** start of SUPPLIED MATERIAL **
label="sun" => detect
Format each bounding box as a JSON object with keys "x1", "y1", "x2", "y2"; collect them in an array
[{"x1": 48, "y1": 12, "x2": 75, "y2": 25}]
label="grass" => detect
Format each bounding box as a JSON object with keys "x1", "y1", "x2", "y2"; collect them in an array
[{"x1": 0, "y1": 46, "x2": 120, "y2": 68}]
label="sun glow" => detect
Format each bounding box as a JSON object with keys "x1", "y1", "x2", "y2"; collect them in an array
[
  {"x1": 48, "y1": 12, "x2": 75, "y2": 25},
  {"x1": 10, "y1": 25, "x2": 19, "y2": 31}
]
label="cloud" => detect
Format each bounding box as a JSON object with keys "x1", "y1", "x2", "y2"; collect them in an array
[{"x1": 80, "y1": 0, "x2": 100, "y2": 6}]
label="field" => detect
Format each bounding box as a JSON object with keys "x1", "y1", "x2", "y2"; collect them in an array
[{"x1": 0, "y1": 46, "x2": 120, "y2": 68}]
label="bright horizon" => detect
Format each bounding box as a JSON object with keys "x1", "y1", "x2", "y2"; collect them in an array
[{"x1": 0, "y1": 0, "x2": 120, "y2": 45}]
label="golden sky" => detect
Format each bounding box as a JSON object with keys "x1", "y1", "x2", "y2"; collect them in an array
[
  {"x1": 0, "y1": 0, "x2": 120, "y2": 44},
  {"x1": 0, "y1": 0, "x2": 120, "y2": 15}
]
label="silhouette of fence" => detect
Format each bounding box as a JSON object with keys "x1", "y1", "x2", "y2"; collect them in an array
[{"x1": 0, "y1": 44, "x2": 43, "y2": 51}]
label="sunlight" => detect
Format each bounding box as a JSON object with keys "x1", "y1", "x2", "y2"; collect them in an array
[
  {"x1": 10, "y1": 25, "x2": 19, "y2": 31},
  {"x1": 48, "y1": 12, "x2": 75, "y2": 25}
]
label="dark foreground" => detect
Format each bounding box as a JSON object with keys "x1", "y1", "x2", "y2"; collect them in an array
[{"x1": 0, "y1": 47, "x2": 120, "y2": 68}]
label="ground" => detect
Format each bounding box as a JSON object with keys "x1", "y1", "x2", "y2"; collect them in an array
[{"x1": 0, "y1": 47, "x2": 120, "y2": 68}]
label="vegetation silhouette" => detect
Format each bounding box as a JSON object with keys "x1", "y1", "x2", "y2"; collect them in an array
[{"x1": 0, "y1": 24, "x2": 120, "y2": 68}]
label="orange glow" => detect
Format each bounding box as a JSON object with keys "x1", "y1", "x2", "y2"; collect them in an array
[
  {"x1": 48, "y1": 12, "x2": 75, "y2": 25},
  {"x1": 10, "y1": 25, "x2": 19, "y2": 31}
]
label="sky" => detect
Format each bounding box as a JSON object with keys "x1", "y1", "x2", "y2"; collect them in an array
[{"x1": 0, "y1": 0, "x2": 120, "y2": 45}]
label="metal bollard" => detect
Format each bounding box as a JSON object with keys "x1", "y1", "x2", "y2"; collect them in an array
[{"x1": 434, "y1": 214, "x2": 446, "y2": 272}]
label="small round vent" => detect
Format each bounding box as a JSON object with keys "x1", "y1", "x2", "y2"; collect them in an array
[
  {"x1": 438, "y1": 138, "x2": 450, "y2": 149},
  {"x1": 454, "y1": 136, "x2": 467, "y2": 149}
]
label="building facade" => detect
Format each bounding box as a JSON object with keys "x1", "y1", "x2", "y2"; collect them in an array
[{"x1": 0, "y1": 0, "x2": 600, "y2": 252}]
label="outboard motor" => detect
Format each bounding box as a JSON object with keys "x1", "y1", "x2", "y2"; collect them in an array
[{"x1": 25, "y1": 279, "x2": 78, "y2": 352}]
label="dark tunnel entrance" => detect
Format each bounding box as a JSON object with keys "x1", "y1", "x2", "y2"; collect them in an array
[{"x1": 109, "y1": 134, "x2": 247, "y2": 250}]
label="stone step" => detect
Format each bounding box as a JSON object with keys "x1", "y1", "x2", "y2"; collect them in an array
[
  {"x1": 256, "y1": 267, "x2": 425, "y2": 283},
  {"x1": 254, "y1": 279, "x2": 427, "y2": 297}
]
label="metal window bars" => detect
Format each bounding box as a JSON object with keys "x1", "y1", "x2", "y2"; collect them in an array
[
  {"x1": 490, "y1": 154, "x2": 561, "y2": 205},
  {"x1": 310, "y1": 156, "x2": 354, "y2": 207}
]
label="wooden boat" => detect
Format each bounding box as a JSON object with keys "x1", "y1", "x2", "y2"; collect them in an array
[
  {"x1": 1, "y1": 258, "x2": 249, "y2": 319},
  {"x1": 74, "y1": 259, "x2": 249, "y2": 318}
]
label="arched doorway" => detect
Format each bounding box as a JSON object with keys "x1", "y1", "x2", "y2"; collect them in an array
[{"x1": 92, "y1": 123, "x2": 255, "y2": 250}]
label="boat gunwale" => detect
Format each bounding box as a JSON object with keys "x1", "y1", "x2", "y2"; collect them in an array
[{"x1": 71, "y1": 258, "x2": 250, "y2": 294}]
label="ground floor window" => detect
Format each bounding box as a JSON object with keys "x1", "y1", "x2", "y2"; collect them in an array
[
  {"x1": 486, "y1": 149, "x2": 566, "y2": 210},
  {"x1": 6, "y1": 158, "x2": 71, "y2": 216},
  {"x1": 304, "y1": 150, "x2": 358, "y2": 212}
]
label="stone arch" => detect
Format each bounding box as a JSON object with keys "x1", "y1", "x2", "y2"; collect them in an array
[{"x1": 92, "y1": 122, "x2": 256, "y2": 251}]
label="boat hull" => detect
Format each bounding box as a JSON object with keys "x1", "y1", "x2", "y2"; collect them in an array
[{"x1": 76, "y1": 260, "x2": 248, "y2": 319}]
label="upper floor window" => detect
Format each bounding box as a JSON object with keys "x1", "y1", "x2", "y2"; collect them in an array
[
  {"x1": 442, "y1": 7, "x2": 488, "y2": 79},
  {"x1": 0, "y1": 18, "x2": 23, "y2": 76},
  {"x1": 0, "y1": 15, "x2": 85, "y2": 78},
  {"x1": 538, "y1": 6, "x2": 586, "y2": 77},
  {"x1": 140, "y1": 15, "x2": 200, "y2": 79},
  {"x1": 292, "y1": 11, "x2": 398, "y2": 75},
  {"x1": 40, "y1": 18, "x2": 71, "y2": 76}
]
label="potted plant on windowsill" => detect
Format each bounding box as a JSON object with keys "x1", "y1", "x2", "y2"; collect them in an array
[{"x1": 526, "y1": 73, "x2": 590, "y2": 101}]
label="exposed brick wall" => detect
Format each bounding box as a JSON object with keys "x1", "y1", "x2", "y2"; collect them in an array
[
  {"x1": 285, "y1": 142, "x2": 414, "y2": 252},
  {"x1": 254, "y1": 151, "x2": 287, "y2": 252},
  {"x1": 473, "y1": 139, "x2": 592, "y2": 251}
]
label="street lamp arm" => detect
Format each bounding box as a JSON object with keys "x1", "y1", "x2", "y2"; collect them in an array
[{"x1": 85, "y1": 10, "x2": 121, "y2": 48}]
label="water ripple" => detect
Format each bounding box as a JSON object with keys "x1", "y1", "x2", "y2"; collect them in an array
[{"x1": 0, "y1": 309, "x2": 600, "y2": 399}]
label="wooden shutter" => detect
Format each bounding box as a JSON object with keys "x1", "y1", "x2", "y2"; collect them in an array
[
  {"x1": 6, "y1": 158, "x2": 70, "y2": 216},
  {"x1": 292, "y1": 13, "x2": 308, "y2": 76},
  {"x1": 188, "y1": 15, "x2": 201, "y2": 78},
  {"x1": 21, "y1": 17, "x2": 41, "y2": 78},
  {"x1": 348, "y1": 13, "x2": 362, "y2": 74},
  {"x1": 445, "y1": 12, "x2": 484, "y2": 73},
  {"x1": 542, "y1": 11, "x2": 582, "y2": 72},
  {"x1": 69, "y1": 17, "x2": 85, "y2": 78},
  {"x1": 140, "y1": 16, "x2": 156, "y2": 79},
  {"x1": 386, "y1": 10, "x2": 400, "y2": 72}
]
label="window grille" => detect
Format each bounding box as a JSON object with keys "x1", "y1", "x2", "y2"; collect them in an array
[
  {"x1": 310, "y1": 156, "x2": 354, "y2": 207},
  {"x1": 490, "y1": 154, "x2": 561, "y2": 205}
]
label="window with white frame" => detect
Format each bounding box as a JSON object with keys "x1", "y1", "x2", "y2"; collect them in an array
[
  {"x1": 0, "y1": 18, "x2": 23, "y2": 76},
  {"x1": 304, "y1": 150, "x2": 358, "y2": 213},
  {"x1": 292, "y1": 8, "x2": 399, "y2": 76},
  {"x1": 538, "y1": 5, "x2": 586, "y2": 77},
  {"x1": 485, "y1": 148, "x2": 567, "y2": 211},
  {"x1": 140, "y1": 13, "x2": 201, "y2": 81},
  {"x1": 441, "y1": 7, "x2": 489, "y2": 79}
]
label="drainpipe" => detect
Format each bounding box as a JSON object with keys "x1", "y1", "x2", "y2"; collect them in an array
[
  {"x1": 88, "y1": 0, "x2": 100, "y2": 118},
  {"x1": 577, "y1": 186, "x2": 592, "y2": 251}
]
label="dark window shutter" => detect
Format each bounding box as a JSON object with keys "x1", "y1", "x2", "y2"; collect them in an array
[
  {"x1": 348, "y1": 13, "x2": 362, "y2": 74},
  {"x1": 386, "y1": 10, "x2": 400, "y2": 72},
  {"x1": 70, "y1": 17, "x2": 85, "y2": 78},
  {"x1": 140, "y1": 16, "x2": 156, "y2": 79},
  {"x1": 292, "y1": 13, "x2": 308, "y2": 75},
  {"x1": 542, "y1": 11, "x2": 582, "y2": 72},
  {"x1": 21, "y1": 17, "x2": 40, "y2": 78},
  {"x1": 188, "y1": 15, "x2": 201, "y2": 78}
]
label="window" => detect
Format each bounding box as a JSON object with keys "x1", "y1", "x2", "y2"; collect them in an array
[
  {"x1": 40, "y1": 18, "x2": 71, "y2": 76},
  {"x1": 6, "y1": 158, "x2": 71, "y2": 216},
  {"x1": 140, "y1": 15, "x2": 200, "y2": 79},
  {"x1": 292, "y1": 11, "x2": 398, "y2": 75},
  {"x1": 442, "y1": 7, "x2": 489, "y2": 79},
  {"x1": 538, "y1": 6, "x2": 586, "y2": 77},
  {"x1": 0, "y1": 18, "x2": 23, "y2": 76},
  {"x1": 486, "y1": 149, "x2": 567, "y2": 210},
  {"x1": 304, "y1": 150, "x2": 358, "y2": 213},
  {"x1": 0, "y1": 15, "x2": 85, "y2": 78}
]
** end of SUPPLIED MATERIAL **
* _WHAT IS EXPECTED_
Extract every line of the items above that contains the string "metal". List each such line on its own.

* _TASK RESULT_
label="metal bollard" => detect
label="metal window bars" => detect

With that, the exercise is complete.